DIRECTIONS –
Take the data below and repeat it exactly.

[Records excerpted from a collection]
------------------------------
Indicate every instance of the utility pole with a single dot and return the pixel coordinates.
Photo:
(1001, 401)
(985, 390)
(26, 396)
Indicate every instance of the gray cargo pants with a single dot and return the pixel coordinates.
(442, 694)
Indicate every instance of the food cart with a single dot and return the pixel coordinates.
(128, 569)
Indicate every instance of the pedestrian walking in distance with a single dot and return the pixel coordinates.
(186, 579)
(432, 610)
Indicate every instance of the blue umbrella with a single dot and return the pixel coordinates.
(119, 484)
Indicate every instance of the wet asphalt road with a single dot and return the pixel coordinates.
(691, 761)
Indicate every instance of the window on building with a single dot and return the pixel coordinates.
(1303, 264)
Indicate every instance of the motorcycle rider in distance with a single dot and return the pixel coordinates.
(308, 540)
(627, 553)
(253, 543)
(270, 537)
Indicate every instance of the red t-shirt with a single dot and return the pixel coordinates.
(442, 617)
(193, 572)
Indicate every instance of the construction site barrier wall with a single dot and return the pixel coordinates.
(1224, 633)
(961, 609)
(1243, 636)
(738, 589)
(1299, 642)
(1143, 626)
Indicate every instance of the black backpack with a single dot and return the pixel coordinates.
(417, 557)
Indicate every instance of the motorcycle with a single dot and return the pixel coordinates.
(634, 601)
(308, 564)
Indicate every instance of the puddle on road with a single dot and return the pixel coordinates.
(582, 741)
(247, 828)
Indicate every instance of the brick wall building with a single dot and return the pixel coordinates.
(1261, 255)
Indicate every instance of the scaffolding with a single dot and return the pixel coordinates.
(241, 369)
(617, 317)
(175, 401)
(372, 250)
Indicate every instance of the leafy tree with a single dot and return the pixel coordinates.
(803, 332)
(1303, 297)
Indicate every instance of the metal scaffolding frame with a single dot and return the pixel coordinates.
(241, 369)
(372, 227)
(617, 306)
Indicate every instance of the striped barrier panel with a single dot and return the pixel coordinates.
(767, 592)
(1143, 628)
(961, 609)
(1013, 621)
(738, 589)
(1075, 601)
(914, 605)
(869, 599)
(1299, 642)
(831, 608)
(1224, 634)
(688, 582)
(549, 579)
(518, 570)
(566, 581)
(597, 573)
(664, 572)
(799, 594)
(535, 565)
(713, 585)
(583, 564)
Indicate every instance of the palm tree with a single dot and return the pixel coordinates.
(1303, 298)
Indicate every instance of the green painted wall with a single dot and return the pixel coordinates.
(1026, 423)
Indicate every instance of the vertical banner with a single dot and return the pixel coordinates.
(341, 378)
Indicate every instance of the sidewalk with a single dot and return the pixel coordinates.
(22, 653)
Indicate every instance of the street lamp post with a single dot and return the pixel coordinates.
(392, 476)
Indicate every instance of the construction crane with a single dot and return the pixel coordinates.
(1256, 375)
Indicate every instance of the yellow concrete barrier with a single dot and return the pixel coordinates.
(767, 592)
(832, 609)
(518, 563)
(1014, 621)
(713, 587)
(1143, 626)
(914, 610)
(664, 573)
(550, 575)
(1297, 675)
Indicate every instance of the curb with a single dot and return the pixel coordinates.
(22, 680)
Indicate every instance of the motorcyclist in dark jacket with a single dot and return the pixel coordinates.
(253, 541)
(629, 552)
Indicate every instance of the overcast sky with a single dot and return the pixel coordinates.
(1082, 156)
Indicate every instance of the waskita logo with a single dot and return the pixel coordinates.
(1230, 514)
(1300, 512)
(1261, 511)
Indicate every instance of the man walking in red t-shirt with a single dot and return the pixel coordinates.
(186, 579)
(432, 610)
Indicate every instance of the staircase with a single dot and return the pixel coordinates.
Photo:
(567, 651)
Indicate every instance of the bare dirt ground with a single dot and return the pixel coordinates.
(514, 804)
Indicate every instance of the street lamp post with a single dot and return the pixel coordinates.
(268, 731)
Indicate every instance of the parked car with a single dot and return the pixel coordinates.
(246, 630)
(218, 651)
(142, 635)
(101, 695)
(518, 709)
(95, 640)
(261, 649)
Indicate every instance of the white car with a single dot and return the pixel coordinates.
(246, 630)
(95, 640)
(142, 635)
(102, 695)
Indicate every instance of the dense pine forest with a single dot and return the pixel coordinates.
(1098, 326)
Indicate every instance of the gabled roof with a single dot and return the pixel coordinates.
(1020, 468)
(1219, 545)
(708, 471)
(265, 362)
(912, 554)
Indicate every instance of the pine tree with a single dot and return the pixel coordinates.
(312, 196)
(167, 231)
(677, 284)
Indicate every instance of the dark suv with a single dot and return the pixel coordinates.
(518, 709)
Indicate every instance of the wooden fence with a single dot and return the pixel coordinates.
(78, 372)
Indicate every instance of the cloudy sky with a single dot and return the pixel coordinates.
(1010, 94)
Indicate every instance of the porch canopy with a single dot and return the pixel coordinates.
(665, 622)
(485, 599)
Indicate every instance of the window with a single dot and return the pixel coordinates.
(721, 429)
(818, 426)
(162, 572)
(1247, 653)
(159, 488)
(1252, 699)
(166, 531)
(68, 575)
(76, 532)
------------------------------
SOLUTION TO THIS TASK –
Indicate every instance of the utility pole with a single dot and return the pixel coordinates.
Photo:
(1001, 401)
(985, 390)
(26, 396)
Indicate every instance of the gray cargo pants with a single dot and return the pixel coordinates.
(442, 694)
Indicate every instance of the food cart with a single dot and return the pixel coordinates.
(128, 569)
Indicate every instance of the pedestrian walking in distance with a single dot and return the pixel coordinates.
(186, 579)
(432, 610)
Indicate every instance of the blue umbrella with a single dot and return the pixel coordinates.
(119, 484)
Indicate every instance of the wet asphalt road with a single dot and return the pixel coordinates.
(691, 761)
Indicate every instance of the window on building with a single dot and return the pixel coordinates.
(1303, 264)
Indicate every instance of the motorcycle rider in distance with a single dot and return the pixel coordinates.
(308, 540)
(627, 553)
(253, 543)
(270, 537)
Indicate every instance of the red t-shirt with a single dot and return the pixel coordinates.
(442, 617)
(193, 572)
Indicate every instance of the construction site barrier wall with a single dot and return the pixel coordinates.
(1224, 633)
(961, 609)
(1243, 636)
(738, 589)
(1299, 642)
(1143, 626)
Indicate every instance of the black backpack with a single dot and return the pixel coordinates.
(417, 557)
Indicate every instance of the motorcycle with a single dot and return the pixel coordinates.
(634, 601)
(308, 564)
Indicate every instance of the puddle on road with a single dot and return the pixel coordinates.
(582, 741)
(247, 828)
Indicate every instance of the brick wall building with a single dot and return the pixel coordinates.
(1261, 255)
Indicate every instance of the scaffolding with a single dot and return the pixel coordinates.
(241, 369)
(617, 317)
(175, 401)
(372, 250)
Indicate every instance of the leafy tree with a single dot and return the pixel coordinates.
(803, 332)
(1303, 297)
Indicate every instance of the metal scaffolding frame with a single dot and return the pixel coordinates.
(241, 369)
(372, 227)
(617, 306)
Indicate every instance of the striped barrier panel with a single dot and return the pixel coordinates.
(767, 592)
(1143, 628)
(961, 609)
(1013, 621)
(738, 589)
(1075, 601)
(914, 605)
(869, 599)
(1299, 642)
(831, 608)
(1224, 634)
(688, 582)
(549, 579)
(518, 570)
(566, 581)
(597, 573)
(664, 572)
(799, 594)
(535, 565)
(713, 585)
(583, 564)
Indicate every instance of the palm tree with a single dot and return the pixel coordinates.
(1303, 298)
Indicate every instance of the green painted wall with a single dot and return the pixel coordinates.
(1026, 423)
Indicate every instance of the vertical banner with a single dot and return the pixel coordinates.
(341, 378)
Indicate every instance of the sidewalk with a single dot and return the pixel coordinates.
(22, 653)
Indicate every instance of the street lamp post with a single dot and return the pixel coordinates.
(392, 476)
Indicate every instance of the construction crane with a single dot and return the pixel coordinates.
(1256, 375)
Indicate every instance of the yellow concrete barrier with a single dot and return the pixel coordinates.
(767, 592)
(832, 609)
(518, 563)
(1014, 621)
(713, 587)
(1143, 626)
(914, 610)
(664, 573)
(550, 575)
(1297, 675)
Indicate every instance of the curb with a single dot and return the pixel coordinates.
(22, 680)
Indicate every instance of the motorcyclist in dark jacket with a single dot and return the pixel coordinates.
(253, 541)
(629, 552)
Indicate every instance of the overcast sky with a single dot and return the pixel coordinates.
(1082, 156)
Indicate every instance of the waskita logo with a single dot and return the pixel coordinates.
(1230, 514)
(1300, 512)
(1261, 511)
Indicate every instance of the man walking in red t-shirt with a single dot and return the pixel coordinates.
(186, 579)
(432, 610)
Indicate every instance of the staircase with a single dot and return the pixel coordinates.
Photo:
(567, 651)
Indicate every instance of the bare dirt ground with a single dot and return the pixel coordinates.
(514, 804)
Indicate every instance of the street lamp post with a single dot and return the pixel coordinates.
(268, 731)
Indicate every instance of the parked car with a single dot and return the pixel coordinates.
(246, 630)
(218, 651)
(142, 635)
(101, 695)
(518, 709)
(95, 640)
(261, 649)
Indicate every instance of the white car with a single dot and return the pixel coordinates.
(246, 630)
(95, 640)
(142, 635)
(102, 695)
Indicate every instance of the dense pine forest with a single dot and return the pixel coordinates.
(1098, 326)
Indicate every instance of the gabled roof with a single dot and return the pixel coordinates.
(1020, 468)
(1219, 545)
(708, 471)
(265, 362)
(912, 554)
Indicate every instance of the pine tree with a single dot and return the pixel coordinates.
(312, 196)
(167, 231)
(677, 284)
Indicate every instance of the dark suv with a single dot and return the pixel coordinates.
(518, 709)
Indicate every instance of the wooden fence with a single dot and return the pixel coordinates.
(78, 372)
Indicate every instance of the cloudy sky with a single dot and return the pixel coordinates.
(1010, 94)
Indicate every instance of the porch canopy with a single dot and return the pixel coordinates.
(665, 622)
(485, 599)
Indicate every instance of the window with a single dot and return the pixel coordinates.
(721, 429)
(818, 426)
(162, 572)
(1247, 653)
(159, 488)
(1252, 699)
(166, 531)
(68, 575)
(76, 532)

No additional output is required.